[THE PROBLEM]
Treat the line containing "Each instance receives one keypoint. Mark the lamb's muzzle" as the first line of the answer and the last line of the data as its final line, reproducing every line between exactly.
◆ ◆ ◆ ◆ ◆ ◆ ◆
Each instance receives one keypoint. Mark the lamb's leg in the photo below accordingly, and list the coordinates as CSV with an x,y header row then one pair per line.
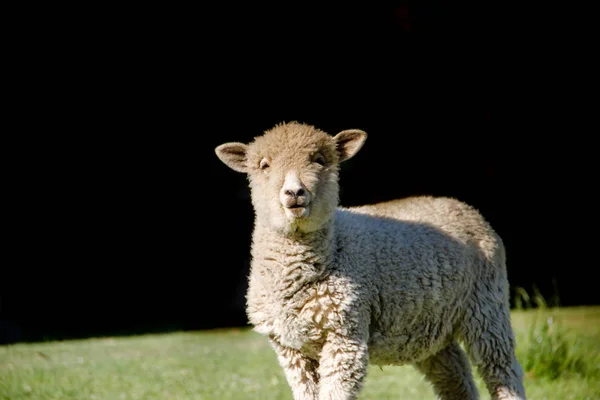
x,y
450,374
490,343
300,372
343,367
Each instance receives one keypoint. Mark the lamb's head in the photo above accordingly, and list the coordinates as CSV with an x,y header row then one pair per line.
x,y
293,173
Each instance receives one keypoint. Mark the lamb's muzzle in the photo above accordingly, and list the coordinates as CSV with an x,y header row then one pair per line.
x,y
294,197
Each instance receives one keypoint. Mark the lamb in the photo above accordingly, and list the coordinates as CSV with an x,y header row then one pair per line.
◆ ◆ ◆ ◆ ◆ ◆ ◆
[EXERCISE RESULT]
Each instance receives one keypoint. Mark the lamb's muzzle in the photo above accordingly, and list the coordinates as CSV with an x,y header row then one pair per line.
x,y
294,197
Each instance receives one keypoint. Mark the lamb in the photo above accordingly, and list the coordinates as CSV with an x,y header row then one pair per line.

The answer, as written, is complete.